● **Directions for this task**: Once the line containing "Segment every instance" has been written out, stop; until then, restate each line of the entries below word for word from the first.

=== Records to use ===

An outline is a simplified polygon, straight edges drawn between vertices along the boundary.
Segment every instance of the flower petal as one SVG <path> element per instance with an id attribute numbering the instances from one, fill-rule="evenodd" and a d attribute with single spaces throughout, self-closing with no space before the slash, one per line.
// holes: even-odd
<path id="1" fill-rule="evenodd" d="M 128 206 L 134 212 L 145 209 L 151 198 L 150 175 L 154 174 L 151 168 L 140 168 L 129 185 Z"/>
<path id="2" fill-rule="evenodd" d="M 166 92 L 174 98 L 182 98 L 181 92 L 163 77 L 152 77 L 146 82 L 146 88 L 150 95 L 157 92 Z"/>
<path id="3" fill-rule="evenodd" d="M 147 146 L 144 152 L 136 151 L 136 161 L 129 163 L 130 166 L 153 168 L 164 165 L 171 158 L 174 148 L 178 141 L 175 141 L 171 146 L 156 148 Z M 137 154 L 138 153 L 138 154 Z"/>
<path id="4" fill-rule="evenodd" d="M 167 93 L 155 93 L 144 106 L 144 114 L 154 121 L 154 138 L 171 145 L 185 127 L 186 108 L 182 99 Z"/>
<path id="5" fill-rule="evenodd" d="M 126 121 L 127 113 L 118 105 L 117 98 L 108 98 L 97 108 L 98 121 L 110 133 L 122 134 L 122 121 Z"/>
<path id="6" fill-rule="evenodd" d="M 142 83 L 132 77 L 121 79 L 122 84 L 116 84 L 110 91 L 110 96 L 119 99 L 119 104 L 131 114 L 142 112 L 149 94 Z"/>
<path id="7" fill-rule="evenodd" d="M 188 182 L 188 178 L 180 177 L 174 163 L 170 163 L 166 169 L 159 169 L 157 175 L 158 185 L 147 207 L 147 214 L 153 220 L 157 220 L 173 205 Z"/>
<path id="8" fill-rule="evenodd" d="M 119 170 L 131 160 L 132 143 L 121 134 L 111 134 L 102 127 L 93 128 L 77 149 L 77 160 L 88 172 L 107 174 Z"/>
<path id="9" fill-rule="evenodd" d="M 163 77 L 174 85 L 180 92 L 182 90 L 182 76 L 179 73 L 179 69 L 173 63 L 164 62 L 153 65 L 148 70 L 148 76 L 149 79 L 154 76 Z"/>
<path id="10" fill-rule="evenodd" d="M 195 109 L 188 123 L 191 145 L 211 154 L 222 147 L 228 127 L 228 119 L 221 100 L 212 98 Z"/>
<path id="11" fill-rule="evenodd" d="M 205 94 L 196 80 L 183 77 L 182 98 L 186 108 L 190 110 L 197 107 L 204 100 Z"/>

===

● **Answer to the problem**:
An outline is a simplified polygon, straight edges drawn between vertices along the boundary.
Segment every instance of the flower petal as one SVG <path> element per instance with an id attribute numbering the instances from one, fill-rule="evenodd" and a d attribute with single spaces throughout, self-closing with no space before the slash, one per line.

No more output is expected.